**Problem to work on**
Convert the data below into a numbered list, starting with its first line and ending with the line that contains "99,0,300,107", both included. Skip blank lines and leave out the pictures.

**Records to use**
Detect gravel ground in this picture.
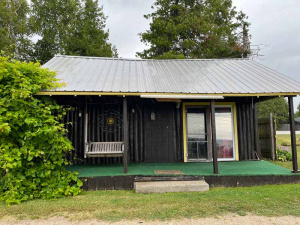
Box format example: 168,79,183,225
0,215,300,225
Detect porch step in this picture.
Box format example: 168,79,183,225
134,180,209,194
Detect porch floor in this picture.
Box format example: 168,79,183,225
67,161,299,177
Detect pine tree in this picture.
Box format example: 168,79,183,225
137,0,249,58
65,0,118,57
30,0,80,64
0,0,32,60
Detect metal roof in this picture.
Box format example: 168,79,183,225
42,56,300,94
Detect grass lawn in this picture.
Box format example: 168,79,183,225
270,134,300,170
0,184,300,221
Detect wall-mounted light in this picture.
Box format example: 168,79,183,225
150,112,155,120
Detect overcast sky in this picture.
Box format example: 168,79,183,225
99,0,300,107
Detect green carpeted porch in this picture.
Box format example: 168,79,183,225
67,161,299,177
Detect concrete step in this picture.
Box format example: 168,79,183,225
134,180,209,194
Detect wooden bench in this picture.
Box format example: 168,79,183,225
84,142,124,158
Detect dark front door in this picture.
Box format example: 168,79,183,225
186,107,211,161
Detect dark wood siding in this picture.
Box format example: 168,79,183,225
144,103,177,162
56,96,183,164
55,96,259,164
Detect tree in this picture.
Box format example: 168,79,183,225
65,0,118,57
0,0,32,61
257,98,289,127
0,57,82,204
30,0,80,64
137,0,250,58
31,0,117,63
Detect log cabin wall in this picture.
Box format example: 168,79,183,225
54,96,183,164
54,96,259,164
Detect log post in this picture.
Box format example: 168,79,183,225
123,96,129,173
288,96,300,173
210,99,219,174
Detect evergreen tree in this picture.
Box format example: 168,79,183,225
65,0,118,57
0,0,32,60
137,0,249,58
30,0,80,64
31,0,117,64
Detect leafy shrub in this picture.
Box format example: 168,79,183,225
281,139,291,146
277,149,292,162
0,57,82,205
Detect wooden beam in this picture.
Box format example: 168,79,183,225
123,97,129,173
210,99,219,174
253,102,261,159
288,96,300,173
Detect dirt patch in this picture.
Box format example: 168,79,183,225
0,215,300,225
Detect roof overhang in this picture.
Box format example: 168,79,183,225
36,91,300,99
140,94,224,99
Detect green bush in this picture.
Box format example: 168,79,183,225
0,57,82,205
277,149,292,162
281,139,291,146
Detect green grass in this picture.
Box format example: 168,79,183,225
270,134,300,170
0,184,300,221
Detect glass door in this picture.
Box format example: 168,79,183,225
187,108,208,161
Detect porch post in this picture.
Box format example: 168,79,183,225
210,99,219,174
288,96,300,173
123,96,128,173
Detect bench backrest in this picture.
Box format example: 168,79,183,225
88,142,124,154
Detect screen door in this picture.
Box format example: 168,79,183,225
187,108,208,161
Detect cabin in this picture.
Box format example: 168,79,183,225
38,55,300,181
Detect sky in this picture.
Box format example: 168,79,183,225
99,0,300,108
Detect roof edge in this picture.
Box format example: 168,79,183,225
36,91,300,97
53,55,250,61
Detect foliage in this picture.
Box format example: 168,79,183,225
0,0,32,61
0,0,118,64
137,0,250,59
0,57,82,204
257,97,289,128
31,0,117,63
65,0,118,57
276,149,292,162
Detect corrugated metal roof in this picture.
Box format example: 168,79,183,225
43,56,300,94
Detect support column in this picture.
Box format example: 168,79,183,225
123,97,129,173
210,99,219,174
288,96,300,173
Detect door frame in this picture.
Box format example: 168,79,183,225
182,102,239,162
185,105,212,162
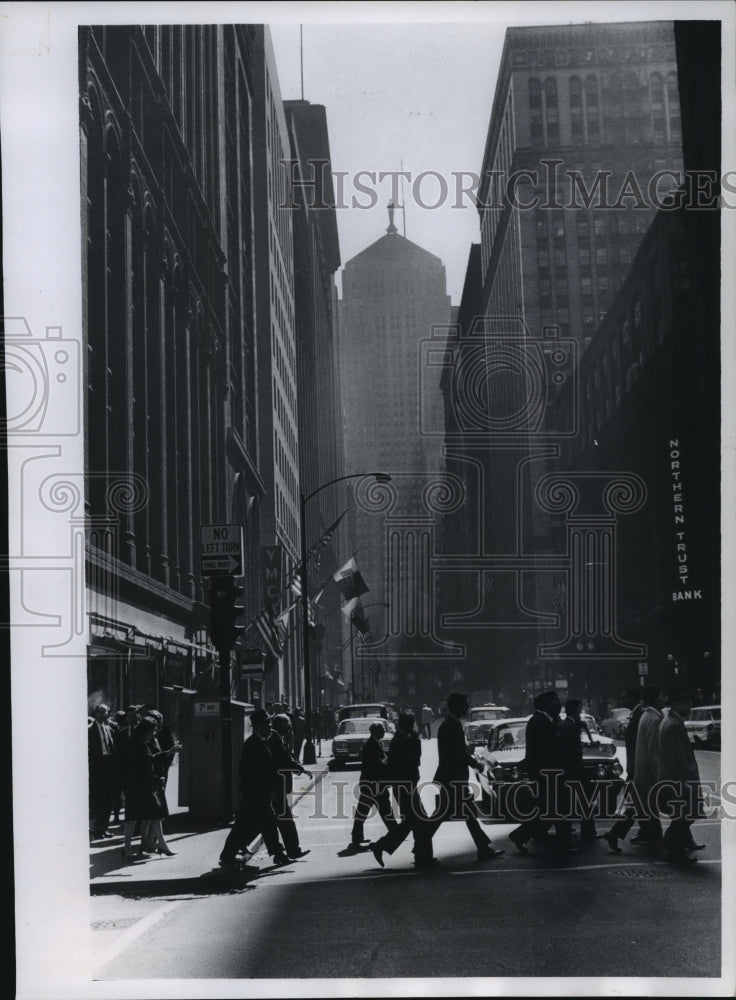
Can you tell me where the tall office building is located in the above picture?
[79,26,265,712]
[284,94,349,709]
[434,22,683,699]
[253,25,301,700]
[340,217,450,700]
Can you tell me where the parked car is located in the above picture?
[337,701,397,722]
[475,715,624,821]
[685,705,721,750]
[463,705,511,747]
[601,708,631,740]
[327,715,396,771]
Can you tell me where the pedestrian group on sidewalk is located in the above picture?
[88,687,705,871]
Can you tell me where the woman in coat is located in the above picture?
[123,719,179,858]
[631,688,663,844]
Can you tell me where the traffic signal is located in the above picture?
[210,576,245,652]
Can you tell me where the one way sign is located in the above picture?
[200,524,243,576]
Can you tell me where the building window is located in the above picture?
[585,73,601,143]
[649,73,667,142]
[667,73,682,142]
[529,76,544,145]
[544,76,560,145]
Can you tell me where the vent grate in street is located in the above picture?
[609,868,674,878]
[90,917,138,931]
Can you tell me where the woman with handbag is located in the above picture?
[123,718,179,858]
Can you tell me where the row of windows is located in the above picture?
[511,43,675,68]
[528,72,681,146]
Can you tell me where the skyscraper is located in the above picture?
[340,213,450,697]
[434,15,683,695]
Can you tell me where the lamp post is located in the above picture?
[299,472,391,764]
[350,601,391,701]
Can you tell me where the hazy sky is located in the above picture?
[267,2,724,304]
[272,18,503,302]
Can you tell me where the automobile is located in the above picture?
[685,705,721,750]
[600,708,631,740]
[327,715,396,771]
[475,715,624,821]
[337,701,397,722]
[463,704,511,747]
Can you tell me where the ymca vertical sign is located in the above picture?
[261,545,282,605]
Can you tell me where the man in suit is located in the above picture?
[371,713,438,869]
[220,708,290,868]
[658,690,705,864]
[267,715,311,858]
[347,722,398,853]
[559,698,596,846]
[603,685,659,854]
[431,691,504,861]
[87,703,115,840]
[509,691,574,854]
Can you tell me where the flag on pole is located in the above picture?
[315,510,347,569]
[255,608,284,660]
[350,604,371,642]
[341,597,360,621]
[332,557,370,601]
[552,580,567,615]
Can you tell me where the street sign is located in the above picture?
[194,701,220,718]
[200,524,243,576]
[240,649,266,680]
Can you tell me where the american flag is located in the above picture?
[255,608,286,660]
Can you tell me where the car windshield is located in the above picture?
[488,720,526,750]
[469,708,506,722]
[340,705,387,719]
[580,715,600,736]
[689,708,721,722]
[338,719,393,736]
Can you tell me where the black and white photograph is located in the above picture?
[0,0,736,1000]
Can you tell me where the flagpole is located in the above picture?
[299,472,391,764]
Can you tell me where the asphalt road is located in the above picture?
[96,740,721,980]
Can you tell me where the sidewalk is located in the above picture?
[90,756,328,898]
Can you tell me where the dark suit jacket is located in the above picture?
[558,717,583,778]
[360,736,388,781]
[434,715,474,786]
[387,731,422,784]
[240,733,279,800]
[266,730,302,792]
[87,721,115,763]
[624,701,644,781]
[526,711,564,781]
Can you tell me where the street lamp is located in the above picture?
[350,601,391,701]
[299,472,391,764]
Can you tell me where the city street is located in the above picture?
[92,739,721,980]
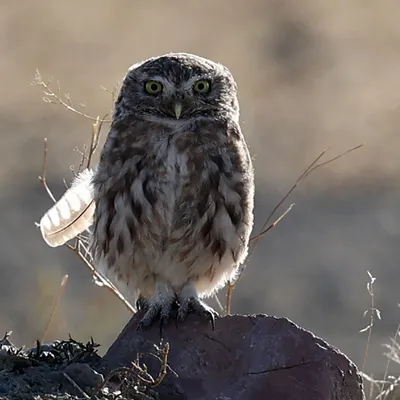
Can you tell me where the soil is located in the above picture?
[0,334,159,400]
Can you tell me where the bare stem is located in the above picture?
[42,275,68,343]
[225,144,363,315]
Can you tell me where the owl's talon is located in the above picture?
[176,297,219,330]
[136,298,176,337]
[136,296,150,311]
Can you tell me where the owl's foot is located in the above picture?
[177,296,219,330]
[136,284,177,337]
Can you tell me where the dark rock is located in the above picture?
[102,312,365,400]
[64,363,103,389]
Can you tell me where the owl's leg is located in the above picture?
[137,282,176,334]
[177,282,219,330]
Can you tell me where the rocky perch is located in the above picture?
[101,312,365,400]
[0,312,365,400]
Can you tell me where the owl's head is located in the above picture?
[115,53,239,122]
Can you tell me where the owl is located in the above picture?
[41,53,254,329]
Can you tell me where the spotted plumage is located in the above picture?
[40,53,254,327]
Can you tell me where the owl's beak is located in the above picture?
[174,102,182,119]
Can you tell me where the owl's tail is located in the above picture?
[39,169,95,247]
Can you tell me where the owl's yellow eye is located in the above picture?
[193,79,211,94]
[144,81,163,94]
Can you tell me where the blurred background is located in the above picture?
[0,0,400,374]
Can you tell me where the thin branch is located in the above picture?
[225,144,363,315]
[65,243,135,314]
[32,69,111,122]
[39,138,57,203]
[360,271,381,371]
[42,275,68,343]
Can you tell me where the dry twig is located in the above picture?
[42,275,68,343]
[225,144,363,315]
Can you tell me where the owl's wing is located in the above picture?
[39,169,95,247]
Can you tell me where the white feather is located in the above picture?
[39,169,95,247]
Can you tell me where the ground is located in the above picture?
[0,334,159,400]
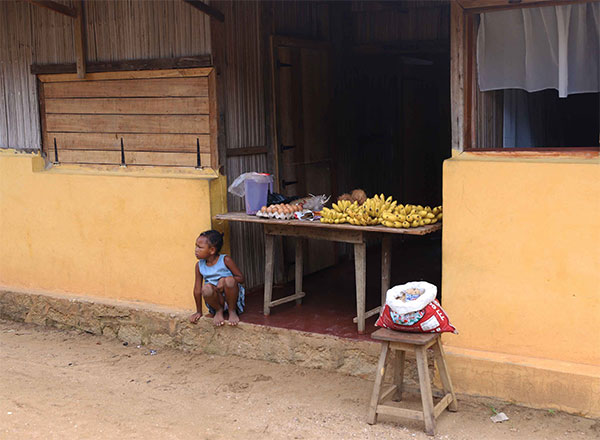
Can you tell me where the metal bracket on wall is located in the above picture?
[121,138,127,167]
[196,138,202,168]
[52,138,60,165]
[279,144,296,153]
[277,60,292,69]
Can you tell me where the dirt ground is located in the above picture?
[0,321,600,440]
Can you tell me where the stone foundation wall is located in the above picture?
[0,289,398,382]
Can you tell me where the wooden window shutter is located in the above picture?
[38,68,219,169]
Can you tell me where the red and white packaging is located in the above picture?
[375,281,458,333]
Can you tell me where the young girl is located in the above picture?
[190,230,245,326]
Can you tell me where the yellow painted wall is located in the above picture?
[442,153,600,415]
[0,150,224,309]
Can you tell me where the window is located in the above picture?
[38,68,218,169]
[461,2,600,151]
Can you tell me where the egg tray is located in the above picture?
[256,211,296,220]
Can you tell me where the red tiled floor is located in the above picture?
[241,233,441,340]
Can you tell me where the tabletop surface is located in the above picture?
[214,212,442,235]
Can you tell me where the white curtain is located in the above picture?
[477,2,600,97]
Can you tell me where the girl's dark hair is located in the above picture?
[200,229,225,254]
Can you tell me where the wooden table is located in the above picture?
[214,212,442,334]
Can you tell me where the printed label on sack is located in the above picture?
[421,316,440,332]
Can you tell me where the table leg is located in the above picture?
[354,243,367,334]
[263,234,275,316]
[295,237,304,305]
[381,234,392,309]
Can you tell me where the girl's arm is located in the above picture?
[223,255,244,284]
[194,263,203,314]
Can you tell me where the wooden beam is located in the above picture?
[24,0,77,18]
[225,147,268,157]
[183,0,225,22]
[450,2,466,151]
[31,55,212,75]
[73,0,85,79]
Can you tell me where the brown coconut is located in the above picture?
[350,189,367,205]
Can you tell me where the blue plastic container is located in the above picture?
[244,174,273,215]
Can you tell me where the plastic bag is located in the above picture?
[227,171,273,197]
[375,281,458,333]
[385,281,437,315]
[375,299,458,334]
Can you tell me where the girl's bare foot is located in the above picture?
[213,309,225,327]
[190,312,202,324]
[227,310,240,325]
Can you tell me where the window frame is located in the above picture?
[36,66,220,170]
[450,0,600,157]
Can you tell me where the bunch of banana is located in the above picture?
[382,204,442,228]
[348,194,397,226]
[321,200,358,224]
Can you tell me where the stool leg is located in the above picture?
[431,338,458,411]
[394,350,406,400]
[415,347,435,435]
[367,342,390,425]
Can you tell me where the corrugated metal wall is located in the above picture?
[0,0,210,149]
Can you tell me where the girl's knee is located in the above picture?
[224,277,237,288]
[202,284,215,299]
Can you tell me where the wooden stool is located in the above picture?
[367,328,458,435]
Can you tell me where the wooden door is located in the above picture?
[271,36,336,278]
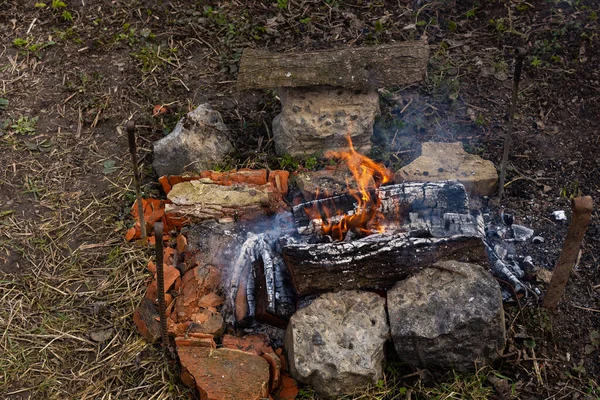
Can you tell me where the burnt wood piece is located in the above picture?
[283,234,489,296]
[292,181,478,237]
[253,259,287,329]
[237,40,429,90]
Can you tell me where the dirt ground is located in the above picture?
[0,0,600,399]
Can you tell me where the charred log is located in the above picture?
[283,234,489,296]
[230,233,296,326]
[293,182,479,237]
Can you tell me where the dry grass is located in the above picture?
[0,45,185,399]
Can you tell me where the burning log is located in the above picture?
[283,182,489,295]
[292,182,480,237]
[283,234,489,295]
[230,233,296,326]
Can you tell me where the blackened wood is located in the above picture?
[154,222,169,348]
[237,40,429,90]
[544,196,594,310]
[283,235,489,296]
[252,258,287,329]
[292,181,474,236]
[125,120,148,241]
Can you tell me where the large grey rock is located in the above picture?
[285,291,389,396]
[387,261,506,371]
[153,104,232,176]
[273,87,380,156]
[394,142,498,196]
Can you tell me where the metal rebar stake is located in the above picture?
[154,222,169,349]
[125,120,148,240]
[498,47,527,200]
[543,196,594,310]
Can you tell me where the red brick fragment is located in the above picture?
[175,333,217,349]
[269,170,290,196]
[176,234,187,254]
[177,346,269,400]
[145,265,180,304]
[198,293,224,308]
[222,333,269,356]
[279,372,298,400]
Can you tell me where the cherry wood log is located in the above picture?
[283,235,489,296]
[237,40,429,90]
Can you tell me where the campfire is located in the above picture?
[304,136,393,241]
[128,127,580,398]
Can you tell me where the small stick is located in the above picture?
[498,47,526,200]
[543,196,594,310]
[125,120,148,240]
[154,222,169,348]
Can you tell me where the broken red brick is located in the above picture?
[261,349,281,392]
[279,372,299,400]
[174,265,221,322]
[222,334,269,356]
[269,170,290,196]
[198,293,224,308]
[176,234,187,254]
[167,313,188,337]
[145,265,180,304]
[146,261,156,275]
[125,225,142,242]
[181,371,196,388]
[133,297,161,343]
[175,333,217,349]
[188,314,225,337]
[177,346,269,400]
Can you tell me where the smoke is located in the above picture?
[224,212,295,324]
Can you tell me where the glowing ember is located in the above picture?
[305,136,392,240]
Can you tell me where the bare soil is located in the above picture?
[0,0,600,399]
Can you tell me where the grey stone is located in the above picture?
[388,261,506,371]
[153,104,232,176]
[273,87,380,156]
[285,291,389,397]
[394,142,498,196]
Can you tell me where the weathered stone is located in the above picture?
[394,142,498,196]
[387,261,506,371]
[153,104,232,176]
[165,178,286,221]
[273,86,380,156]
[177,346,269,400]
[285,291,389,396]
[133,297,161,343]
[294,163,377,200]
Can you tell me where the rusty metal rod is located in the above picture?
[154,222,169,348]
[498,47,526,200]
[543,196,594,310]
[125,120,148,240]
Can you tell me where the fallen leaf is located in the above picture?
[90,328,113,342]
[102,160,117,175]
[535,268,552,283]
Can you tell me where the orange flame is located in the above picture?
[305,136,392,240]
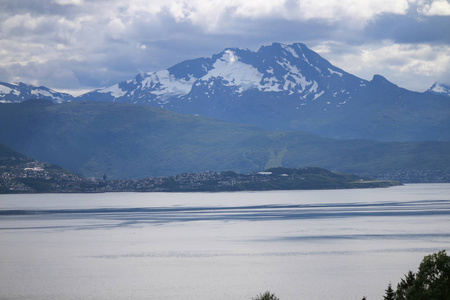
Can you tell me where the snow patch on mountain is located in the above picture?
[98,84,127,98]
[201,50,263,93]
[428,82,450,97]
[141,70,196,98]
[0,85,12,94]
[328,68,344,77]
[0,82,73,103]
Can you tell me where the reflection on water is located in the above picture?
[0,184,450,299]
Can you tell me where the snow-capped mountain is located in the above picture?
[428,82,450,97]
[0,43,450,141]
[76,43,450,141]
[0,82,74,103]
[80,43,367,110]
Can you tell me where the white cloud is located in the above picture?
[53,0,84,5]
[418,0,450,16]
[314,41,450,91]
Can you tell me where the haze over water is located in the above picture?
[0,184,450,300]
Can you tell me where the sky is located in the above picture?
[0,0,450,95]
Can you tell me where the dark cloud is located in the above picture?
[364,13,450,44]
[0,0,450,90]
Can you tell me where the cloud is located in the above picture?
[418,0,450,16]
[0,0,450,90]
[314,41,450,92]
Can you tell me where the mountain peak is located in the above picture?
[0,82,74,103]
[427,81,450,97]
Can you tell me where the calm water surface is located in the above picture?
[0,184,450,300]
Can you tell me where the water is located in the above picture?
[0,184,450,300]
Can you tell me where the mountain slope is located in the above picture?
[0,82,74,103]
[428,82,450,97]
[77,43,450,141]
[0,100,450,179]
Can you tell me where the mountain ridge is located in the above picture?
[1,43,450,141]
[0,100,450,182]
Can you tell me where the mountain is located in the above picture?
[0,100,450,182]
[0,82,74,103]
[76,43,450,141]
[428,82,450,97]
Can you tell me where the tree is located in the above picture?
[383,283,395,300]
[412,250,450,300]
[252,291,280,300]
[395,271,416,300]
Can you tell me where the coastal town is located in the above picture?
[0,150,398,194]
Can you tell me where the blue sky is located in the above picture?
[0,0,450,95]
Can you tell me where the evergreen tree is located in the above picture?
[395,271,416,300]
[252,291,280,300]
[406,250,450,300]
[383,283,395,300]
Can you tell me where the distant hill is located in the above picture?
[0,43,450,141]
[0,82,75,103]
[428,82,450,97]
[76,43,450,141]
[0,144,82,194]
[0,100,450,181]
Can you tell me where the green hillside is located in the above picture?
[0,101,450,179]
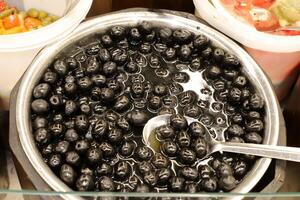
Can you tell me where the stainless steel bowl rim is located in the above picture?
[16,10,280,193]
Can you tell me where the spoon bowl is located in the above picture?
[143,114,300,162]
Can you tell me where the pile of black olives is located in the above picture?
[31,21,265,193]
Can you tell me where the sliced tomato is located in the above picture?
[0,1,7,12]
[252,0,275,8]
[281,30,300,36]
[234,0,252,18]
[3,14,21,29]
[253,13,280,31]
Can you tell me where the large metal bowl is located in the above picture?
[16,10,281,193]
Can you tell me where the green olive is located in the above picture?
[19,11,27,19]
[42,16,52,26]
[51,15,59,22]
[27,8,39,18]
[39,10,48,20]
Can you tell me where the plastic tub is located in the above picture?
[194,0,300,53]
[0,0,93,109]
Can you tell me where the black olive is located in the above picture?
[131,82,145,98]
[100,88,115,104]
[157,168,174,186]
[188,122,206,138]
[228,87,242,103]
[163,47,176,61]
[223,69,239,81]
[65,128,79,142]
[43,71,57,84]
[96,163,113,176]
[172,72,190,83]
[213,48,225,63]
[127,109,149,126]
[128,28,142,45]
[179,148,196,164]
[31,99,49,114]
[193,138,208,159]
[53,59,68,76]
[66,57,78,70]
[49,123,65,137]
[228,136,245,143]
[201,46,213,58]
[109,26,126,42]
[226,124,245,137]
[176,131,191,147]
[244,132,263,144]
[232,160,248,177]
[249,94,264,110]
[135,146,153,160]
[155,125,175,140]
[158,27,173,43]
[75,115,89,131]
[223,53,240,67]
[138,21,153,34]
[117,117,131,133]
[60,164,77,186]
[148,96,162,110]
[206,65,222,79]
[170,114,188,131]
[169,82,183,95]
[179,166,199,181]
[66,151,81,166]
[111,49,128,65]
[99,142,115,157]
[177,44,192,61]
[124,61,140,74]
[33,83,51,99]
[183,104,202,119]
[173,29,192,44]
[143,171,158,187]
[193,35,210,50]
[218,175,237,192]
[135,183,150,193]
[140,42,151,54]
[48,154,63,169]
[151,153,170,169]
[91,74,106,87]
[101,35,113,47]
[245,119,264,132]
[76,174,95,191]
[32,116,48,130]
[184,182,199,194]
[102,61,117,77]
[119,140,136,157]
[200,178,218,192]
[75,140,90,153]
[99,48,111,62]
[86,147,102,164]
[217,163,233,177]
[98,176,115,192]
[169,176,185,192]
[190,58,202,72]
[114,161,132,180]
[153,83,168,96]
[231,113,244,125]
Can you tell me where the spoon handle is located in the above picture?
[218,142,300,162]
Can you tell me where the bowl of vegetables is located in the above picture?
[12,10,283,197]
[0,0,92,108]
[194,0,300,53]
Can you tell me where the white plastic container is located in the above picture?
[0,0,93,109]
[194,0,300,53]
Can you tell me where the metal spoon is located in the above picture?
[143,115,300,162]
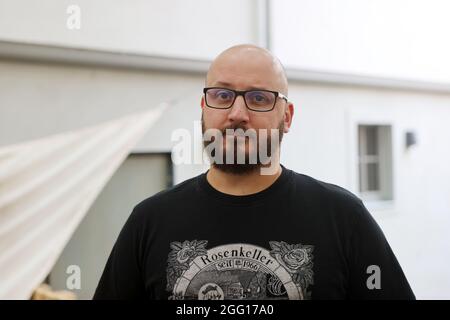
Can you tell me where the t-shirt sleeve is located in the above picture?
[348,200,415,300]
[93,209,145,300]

**Output below**
1. Detect gravel ground in this picture.
2. Box format example: 168,79,183,225
3. 0,215,300,225
4. Detect porch step in this picture.
5. Box format example: 168,79,183,225
6. 134,180,209,194
7. Detect porch floor in this picture.
8. Box format example: 168,79,183,225
9. 67,161,299,177
10. Detect pine tree in this picture.
11. Box format example: 168,79,183,225
12. 137,0,249,58
13. 65,0,118,57
14. 30,0,80,64
15. 0,0,32,60
16. Detect metal roof in this picture.
17. Box format example: 168,79,183,225
18. 42,56,300,94
19. Detect grass lawn in this picture.
20. Box format example: 168,79,183,225
21. 270,134,300,170
22. 0,184,300,221
23. Detect wall-mounted light in this picture.
24. Box format example: 168,79,183,225
25. 150,112,155,120
26. Detect overcast sky in this picture.
27. Box format example: 168,79,183,225
28. 99,0,300,107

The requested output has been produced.